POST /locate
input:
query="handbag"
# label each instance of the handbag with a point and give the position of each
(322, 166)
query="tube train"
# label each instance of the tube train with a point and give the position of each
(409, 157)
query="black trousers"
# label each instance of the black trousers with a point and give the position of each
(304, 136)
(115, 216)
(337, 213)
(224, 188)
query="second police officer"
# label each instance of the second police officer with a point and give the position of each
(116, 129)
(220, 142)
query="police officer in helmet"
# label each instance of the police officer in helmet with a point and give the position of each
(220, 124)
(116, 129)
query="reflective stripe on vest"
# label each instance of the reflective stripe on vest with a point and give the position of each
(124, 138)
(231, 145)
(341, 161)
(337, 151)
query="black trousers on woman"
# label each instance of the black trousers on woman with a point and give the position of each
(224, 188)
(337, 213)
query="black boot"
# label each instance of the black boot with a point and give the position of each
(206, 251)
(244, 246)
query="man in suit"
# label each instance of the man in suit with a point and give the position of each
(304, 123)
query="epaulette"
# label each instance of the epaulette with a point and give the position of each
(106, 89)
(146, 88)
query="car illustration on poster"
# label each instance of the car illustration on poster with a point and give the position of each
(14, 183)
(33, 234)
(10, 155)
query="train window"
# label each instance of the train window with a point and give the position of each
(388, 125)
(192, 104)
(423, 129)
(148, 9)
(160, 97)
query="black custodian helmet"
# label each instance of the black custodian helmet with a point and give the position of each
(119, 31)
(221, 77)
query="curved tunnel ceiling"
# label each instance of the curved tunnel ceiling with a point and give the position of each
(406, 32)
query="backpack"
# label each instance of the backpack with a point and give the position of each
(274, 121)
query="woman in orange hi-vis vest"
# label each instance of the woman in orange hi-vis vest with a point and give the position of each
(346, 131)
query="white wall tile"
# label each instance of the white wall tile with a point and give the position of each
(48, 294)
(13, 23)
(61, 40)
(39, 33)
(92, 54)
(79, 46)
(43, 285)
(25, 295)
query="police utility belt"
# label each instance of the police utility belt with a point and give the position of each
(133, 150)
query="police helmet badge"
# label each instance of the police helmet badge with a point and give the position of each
------
Task description = Once more, set down the full listing, verbatim.

Answer for this exercise =
POST /locate
input:
query="handbag"
# label each instance of the handbag with a point and give the position of each
(322, 166)
query="tube train"
# label each instance of the tube train with a point and give the position of each
(409, 157)
query="black trousers"
# label each instance of the black trousers with a point and give the position of each
(304, 136)
(115, 216)
(337, 213)
(224, 188)
query="second police officer"
# label each instance of the second police officer with a point and give the position of each
(116, 129)
(220, 142)
query="police officer in helmet"
# label each instance of the police officer in helmet with a point and give the position of each
(220, 124)
(116, 129)
query="reflective stripe on vest"
# label each instance of the reflective stripe on vest with a point and give the position of each
(124, 138)
(231, 145)
(341, 161)
(337, 151)
query="black trousers on woman"
# label each instance of the black trousers on woman with a point and give the position of each
(224, 188)
(337, 213)
query="black boot"
# label each instance of the black boot with a point and give the position of each
(206, 251)
(244, 246)
query="man in suit"
# label each instance of the man in suit with a point and give the position of each
(304, 123)
query="epaulette"
# label each instance of the epaulette with a point and give the position of each
(106, 89)
(146, 88)
query="car illustration on poster"
# label each instance of the car illustration on poster with a point and give the position of each
(14, 183)
(33, 234)
(10, 155)
query="train window"
# label each instance of the train window with a point and give the position of each
(388, 125)
(192, 104)
(423, 129)
(148, 9)
(160, 97)
query="black custodian helmet"
# label each instance of the black custodian helmet with a point and give the position of each
(119, 31)
(221, 77)
query="curved tunnel ceiling"
# label each instance of the curved tunnel ceiling with a point and give the position of each
(406, 32)
query="backpack"
# label each instance of the backpack with a point and give the position of each
(274, 121)
query="woman in orange hi-vis vest"
# label each instance of the woman in orange hi-vis vest with a point and give the position of each
(346, 131)
query="white wall tile"
# label each instance of the white wall tile with a point and give the position of each
(48, 294)
(13, 23)
(61, 40)
(39, 33)
(92, 54)
(79, 46)
(43, 285)
(25, 295)
query="police utility belt"
# label each instance of the police utility belt with a point and give the position of each
(133, 150)
query="police helmet badge"
# label each instance of the police helmet badge with a point and give the position of each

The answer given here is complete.